Strade senza fine: la Route Des Esclaves nell’arcipelago di Guadeloupe
Parte 2 – Grande Terre
“Schegge d’acqua
Rissose si spezzano
Dimenticando
La sabbia
Di ieri. Qui, si dice, giungano
Per morire le
Tartarughe: partono lente
Grandi narici piene
Di sale e smeraldo
Amati coralli e prati
D’alga a corteo, fino
A quest’unghia
Di nero alabastro
Puntata nel vento:
Al di là del mare,
C’è un cimitero
Di schiavi
A St. François.”Anna Ostrovskyj, Marie Galante, 2014
Scendiamo insieme, di nuovo, da Mayolette verso il litorale Caraibico di Marie-Galante, in direzione di Anse De Mays, sulla strada che si snoda ora brusca ora dolce, in curve solitarie, come un serpente nella foresta, fino al cartello che ci indica un’ultima discesa prima dell’Anse, quello del “Mon Massàk”, o Morne Massacre: il cammino è detto “Chemin De Vieux Fort”, e tutta questa zona, fu teatro, secoli prima dei fatti di Morne Rouge, di un episodio altrettanto cruento, non sporadico né isolato, inserito nel contesto delle lotte tra gli indigeni Arawak e gli eventuali pretendenti al dominio dell’Isola del Cotone, o Aulingaan, antico nome di Marie Galante: se il primo ad approdarvi fu certamente Cristoforo Colombo, successivamente, fu un manipolo di una cinquantina di coloni francesi a stabilirvisi, al comando del tenente Lefort.

━━━━━━━━

**COMPITI ASSEGNATI:**
a – Stabilisci se ciascuna delle affermazioni seguenti concorda con il brano su Marie-Galante, rispondendo sì o no e citando alla lettera le parole del brano che lo decidono. (i) Il primo ad approdare sull'isola fu Cristoforo Colombo. (ii) I coloni francesi che vi si stabilirono erano circa duecento. (iii) Aulingaan era l'antico nome di Marie Galante.
b – Prosegui il brano su Marie-Galante a partire dalla frase successiva alla sua ultima.
Le voci riportate di seguito provengono da un'altra fonte.

**DATI ARCHIVIATI:**
━━━━━━━━

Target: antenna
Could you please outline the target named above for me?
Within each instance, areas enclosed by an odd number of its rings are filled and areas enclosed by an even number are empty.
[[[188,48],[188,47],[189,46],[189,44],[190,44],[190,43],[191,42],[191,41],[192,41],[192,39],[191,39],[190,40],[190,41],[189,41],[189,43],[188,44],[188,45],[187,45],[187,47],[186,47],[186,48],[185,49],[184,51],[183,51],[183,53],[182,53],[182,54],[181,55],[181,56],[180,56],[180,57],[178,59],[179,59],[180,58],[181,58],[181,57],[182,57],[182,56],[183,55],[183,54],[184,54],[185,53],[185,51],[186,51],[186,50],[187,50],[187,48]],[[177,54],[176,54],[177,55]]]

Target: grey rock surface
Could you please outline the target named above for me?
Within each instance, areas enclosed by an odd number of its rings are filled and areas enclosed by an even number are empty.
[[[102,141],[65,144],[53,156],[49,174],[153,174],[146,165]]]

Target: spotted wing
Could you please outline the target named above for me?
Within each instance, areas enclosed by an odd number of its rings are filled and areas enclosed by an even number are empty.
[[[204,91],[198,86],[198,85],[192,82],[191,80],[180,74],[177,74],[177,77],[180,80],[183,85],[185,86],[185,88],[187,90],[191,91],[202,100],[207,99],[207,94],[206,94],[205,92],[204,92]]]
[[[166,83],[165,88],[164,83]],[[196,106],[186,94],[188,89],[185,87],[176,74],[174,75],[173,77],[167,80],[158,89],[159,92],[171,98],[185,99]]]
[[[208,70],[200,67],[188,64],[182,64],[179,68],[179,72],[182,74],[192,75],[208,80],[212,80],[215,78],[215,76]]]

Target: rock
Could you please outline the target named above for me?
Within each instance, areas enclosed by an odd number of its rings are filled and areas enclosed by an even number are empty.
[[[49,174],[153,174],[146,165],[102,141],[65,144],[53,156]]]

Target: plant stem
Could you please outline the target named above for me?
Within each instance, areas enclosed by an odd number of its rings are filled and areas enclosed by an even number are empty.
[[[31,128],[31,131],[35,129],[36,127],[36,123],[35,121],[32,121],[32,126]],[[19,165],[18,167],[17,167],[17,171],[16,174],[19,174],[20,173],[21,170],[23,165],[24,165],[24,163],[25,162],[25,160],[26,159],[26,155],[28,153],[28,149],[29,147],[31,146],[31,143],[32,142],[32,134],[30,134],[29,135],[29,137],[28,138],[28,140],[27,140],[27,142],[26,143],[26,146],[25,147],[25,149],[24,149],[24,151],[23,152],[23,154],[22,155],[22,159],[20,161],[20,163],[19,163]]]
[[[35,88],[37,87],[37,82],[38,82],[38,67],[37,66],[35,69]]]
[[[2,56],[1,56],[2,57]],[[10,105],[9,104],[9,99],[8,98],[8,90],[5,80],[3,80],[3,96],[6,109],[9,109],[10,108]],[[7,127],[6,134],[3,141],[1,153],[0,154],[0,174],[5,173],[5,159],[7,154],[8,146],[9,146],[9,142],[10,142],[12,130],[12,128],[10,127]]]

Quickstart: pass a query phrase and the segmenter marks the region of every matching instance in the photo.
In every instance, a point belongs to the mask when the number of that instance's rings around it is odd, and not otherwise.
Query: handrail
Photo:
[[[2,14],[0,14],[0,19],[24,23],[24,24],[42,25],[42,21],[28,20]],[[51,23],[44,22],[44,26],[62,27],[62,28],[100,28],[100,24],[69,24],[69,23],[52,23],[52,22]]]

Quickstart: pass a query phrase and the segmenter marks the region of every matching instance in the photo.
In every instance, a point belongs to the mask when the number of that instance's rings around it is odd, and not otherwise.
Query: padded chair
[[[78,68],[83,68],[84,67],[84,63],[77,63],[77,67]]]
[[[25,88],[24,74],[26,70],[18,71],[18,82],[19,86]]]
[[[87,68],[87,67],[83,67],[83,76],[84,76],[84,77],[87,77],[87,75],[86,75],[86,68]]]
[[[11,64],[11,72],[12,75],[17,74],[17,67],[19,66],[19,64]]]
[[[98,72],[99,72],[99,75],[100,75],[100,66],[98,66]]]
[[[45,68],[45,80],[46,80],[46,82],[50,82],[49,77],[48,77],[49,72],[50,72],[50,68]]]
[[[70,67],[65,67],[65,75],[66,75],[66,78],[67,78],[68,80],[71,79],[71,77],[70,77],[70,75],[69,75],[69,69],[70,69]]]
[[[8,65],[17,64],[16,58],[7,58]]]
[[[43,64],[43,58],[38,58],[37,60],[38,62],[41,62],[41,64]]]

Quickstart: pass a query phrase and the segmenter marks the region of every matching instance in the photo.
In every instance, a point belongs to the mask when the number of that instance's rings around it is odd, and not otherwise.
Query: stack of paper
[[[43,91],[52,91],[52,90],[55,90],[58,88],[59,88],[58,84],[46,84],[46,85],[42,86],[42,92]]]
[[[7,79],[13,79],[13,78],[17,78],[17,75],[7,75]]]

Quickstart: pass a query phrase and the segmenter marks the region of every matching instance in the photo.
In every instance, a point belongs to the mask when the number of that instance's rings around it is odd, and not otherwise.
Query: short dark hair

━━━━━━━━

**SOLUZIONI DELL'ESERCIZIO:**
a –
(i) Sì: «se il primo ad approdarvi fu certamente Cristoforo Colombo».
(ii) No: «un manipolo di una cinquantina di coloni francesi».
(iii) Sì: «Aulingaan, antico nome di Marie Galante».

b –
Eressero una capanna su un promontorio circondato da una palizzata chiamata “Il Forte”, o forse nome e toponimo coincidevano per qualche ragione di semplificazione storica. Il luogotenente dovrà presto lasciare l’isola, lasciandovi una trentina di uomini, massacrati nel 1653 dagli indigeni Arawak per vendetta contro alcuni stupri da essi commessi nell’isola frontaliera, Dominica. Le loro teste furono infilzate su pali, a guisa di avvertimento, presso quel promontorio, sulla spiaggia chiamata con lo stesso nome, spiaggia del Massacro. Saccheggiato dagli olandesi, conteso tra francesi e inglesi, il Vieux-Fort, dopo aver subito un’occupazione inglese nel 1691, 1703, 1706 e durante la Guerra dei Sette Anni divenne parrocchia nel 1728. I domini francesi e inglesi si avvicendarono, ed anche ad una guarnigione inglese capitò di essere massacrata nello stesso luogo. Oggi resta un cartello, come da tradizione in doppia lingua, francese e creola, a ricordarci dove siamo.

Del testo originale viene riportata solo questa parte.